__Work required__. Locate every line in the records containing the string "hill" and copy each one. Match case exactly.

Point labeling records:
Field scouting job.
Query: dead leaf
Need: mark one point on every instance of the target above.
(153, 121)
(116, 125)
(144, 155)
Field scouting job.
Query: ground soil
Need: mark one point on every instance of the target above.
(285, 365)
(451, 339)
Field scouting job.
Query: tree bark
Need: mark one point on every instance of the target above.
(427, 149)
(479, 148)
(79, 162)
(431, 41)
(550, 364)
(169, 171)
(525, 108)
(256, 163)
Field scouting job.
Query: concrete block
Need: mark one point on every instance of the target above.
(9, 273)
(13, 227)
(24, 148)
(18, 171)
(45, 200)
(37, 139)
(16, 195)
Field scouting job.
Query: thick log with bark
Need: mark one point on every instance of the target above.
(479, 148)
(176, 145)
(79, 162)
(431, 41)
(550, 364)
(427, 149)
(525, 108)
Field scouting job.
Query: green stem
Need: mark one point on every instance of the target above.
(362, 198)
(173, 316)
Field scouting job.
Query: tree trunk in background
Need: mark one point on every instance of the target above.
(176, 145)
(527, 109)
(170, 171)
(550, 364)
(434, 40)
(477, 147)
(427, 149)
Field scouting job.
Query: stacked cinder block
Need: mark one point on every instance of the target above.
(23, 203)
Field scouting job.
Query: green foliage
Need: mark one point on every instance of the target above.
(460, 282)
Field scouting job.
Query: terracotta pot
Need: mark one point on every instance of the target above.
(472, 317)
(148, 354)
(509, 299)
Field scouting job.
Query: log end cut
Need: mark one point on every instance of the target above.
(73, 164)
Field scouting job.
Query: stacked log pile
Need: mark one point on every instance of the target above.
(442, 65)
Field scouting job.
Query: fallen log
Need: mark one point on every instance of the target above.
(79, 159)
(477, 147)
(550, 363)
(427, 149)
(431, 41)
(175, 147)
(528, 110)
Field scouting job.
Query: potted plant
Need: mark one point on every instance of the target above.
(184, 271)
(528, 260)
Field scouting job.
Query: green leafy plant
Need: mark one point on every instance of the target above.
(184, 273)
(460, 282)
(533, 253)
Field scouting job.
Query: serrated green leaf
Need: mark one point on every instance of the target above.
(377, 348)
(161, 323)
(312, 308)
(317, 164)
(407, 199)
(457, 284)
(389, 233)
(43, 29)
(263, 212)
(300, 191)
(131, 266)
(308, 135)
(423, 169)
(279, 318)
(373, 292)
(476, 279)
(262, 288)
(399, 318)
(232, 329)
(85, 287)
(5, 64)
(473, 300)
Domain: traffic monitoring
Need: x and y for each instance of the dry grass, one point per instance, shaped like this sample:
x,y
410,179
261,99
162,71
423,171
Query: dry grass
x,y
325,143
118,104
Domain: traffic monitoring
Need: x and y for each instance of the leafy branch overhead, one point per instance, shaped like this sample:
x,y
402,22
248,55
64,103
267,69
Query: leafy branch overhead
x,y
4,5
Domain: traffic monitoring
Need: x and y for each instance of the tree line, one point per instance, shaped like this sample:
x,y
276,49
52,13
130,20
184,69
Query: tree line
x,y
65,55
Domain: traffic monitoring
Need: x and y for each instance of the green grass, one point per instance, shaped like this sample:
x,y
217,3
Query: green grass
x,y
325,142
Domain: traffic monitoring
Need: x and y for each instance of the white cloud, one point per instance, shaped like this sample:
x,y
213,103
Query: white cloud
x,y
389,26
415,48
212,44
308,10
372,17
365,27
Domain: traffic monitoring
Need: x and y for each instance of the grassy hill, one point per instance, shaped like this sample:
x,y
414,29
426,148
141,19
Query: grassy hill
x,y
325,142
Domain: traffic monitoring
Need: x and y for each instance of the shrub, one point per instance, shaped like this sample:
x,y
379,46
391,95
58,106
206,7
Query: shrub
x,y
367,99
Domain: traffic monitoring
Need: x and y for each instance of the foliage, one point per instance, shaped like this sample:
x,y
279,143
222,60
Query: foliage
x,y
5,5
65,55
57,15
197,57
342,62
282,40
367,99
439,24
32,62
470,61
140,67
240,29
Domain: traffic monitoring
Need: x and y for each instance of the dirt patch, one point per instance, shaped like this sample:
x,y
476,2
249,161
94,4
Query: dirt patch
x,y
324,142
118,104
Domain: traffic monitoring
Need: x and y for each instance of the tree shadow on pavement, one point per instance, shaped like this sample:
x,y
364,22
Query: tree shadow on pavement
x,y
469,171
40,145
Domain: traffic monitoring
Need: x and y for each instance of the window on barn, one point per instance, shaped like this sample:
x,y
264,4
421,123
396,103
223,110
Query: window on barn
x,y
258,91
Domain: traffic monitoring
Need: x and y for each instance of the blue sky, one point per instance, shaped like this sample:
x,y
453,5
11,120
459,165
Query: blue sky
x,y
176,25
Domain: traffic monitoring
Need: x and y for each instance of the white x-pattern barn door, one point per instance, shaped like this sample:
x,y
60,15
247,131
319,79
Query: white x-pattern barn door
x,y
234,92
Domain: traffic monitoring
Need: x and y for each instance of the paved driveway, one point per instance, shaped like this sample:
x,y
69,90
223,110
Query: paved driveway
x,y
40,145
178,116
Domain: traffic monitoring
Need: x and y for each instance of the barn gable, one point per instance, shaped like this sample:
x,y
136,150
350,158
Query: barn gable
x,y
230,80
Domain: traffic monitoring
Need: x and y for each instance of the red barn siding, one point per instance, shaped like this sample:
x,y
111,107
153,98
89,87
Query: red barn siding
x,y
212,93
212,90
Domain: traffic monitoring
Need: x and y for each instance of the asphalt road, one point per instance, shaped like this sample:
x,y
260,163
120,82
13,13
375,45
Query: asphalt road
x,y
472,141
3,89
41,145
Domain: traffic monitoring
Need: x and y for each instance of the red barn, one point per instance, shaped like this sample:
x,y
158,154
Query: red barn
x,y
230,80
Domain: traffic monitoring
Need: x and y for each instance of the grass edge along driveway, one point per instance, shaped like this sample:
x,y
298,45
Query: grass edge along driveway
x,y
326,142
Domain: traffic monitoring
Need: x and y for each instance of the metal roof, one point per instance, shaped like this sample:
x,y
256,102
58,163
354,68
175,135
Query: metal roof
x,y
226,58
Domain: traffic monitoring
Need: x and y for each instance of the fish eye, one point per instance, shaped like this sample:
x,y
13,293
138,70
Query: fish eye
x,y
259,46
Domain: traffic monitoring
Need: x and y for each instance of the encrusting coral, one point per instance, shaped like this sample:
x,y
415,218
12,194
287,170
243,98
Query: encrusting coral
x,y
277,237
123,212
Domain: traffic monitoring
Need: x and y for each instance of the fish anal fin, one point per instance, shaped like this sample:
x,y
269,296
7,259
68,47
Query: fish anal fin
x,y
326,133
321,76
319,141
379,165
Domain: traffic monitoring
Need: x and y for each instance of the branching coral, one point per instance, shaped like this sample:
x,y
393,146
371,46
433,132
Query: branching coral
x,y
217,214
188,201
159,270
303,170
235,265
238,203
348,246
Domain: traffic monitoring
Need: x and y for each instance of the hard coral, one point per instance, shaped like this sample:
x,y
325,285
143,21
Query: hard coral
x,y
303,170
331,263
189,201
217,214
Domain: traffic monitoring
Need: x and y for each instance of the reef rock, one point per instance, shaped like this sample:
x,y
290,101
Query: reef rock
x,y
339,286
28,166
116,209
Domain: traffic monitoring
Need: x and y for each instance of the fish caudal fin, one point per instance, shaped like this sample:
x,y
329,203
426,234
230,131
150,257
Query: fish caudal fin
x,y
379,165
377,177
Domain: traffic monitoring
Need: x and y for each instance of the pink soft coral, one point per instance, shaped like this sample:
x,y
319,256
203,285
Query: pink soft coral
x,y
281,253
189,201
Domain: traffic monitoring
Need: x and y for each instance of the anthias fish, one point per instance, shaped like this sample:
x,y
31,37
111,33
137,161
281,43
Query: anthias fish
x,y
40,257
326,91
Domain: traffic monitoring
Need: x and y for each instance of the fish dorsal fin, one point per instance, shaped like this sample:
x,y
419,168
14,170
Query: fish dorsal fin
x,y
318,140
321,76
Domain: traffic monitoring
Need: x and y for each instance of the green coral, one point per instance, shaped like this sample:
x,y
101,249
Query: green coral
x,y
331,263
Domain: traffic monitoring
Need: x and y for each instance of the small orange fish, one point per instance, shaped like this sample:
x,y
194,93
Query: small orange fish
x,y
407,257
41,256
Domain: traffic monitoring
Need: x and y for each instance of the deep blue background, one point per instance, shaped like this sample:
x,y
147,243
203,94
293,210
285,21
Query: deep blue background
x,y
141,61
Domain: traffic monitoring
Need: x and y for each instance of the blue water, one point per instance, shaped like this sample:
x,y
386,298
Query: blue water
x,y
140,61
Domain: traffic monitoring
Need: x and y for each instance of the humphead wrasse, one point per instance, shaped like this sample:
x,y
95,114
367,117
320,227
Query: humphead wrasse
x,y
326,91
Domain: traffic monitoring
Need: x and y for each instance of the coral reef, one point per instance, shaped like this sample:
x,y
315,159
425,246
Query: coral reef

__Answer to the exercise__.
Need: x and y for each instance of the grassy hill, one point per instance, shaped like this sample:
Query: grassy hill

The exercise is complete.